» **What you need to do**
Echo the lines below without any change, starting at the line that contains "TARGET = bird's leg" and ending at the end of the records.

» **Point labeling dataset excerpts**
===
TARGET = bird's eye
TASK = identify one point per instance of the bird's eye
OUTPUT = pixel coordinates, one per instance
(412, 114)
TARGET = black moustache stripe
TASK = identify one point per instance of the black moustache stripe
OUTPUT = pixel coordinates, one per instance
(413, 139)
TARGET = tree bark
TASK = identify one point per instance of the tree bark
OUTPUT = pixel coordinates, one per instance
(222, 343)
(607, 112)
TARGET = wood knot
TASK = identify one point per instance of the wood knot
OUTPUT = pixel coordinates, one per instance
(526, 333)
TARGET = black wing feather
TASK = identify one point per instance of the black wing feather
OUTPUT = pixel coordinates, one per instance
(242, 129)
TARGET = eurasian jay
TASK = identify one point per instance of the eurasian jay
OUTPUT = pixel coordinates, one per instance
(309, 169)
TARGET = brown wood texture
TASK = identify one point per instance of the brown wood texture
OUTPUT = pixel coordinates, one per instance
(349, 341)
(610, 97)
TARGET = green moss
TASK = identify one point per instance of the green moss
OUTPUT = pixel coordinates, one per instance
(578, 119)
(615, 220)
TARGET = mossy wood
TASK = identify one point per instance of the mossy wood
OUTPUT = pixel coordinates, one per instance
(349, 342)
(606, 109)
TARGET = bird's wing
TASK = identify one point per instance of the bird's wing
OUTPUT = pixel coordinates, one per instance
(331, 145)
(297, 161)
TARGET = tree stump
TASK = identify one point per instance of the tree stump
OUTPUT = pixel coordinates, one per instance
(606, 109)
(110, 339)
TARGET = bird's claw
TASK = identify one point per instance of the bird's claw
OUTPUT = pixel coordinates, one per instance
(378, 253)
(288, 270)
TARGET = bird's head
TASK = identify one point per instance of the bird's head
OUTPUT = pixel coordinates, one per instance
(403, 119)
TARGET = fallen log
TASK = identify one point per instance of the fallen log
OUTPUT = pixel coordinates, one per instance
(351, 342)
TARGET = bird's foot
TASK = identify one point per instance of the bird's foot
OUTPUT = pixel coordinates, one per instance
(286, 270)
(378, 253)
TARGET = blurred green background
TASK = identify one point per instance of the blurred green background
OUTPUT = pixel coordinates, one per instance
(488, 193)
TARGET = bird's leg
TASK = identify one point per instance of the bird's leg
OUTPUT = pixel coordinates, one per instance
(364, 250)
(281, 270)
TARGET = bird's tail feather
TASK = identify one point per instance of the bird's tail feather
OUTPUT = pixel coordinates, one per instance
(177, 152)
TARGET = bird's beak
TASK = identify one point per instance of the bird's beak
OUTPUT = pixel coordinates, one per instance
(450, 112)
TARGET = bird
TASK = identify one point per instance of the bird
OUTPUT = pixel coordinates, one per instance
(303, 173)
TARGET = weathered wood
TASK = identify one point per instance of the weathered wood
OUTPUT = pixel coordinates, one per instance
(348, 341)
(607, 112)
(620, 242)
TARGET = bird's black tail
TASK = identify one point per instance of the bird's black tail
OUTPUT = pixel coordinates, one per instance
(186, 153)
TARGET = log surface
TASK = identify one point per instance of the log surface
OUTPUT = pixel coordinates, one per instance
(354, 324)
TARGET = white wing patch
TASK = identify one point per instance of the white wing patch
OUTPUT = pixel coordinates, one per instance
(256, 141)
===
» **The solution**
TARGET = bird's leg
TASK = identify one point per instance of the bird's leg
OUTPUT = pixel coordinates, one per instance
(364, 250)
(281, 270)
TARGET = bird's tail feather
TASK = identify one point per instance of the bird's tail feather
OUTPUT = pixel coordinates, one per instance
(177, 152)
TARGET = bird's beak
TASK = identify one point per instance of the bird's beak
OUTPUT = pixel coordinates, one per instance
(450, 112)
TARGET = bird
TASK = identify one point per instance of the bird
OUTPUT = pixel coordinates, one per instance
(303, 173)
TARGET = weathered wood
TASK = identify one point per instance of the weathered wood
OUTPUT = pixel coordinates, one per instance
(348, 341)
(607, 112)
(620, 242)
TARGET = bird's black tail
TASK = identify one point per instance of the bird's black tail
OUTPUT = pixel coordinates, one per instance
(186, 153)
TARGET = log surface
TASK = identify one point per instance of the log surface
OUTPUT = pixel coordinates, one per instance
(354, 324)
TARGET = white wing patch
TASK = identify one point per instance of the white wing patch
OUTPUT = pixel coordinates, one per instance
(256, 141)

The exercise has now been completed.